* Document section:
================

I just stared at him.  I hadn’t slept in a day, I was trying to record a masterpiece on the worst equipment in the world, I had microphones hanging from the ceiling, I hadn’t showered, I had an egotistical guitar player and a prima donna singer who thought they were Van Halen, and I had to find Pez.

It took about an hour.  Apparently, in 1992, there was some great Pez shortage or something that made it impossible to find anywhere but in the cheapest, nastiest dollar store in East Hartford.  But I found it, gave it to Joe the Singer, and started driving back to campus.

“What are we going to name the CD?” Andy asked on the way back.

“Four Grown Men on a Quest for Pez,” responded Joe.

We got back to the studio and went inside.  Art was in the control room, listening to what we had recorded that morning.  Art is a pro.  So when he said “You got this drum sound here?!” I figured we were doing well.  We listened through the two tracks once, while Joe the Singer dimmed all the lights in the studio so he could set the mood for singing.  Then, he reached into his knapsack and pulled out two circular saw blades and two pieces of plastic hose, about three feet long.

“What’s that?” I asked.

“Sound effects.”  He began whipping the hose around in circles, creating a whistling noise.  “For the songs.”

“The songs don’t have sound effects,” I explained.

“They do,” he countered.

“We don’t have any tracks left for sound effects,” I continued.  “We have one track left, for vocals.”

He hit the saw blade with a drumstick, making a ringing sound.

================

* Dataset extract:
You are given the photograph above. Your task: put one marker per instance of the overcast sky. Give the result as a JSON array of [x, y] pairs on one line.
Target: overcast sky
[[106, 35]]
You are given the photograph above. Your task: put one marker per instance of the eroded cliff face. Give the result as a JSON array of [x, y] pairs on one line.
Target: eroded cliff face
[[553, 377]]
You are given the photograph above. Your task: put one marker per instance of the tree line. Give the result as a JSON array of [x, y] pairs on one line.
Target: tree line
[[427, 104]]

================

* Instructions:
(a) Transcribe the records word for word, everything from the line containing "of the tree" down to the end of the records, with both ends included.
(b) Pick up the account of the recording session after its final sentence and keep writing.

* Answer set:
(a)
You are given the photograph above. Your task: put one marker per instance of the tree line. Give the result as a JSON array of [x, y] pairs on one line.
Target: tree line
[[427, 104]]

(b)
“If you’re recording sound effects,” I said, “You’re recording it with the same microphone, on the same track, as your vocals.”

We went through “Through the Eyes of the Dragon” once, complete with ringing circular saw blades (that sounded oddly cool, much as it pained me to admit), and then Joe lethargically sang the song.  I asked him to sing it again.  Two or three times we went through it, with Joe sounding as if he was falling asleep each time.

“Dude, do you think you could sing the song with a little energy?” I asked.

“That’s how I sing,” he replied.

“That’s not how you sing when I see you live.  Live, you put your heart into the song.  Let’s hear your voice crack a little.  Let’s hear you put some emotion into the song.”

“The emotion is in the lyrics.  I prefer to let the focus be on the lyrics.”

Through the Eyes of the Dragon is the name of this song.

“Have you ever heard Pearl Jam?” I asked.  It was still early 1992, Pearl Jam was not a big band at all.

“Sure,” he answered.

“Do you like them?” I asked.

“They’re awesome.”

“What’s the singer’s name?” I asked him.

“Eddie Vedder.”  I didn’t know the name of Pearl Jam’s singer.  

“Do you know that song ‘Once’?” I asked.  “In that song, he’s singing the chorus, and his voice is straining with everything he’s got.  At the end of that song as he’s going through the chorus, the voice is more powerful than the rest of the band.  He’s putting everything he’s got into that vocal.”

“Oh, okay, I get it,” he said.  “That’s a cool song.  I’ll try harder.”

We did it again and again.  The other guys in the band disappeared, came back, disappeared again.  Andy pulled Joe the Singer out of the studio and yelled at him.  Art pulled me aside and said “I need to leave.  If I don’t get out of here, I’m going to beat these guys senseless.”  Rich left.  We ordered pizza and ate dinner.  

Finally, we got it down.  Two songs.  An entire day.  

The band started breaking down their equipment and Walt started cleaning up the studio – which was a disaster.  Meanwhile, Rich and I played the song back over and over, adjusting settings and trying to get it to sound just right.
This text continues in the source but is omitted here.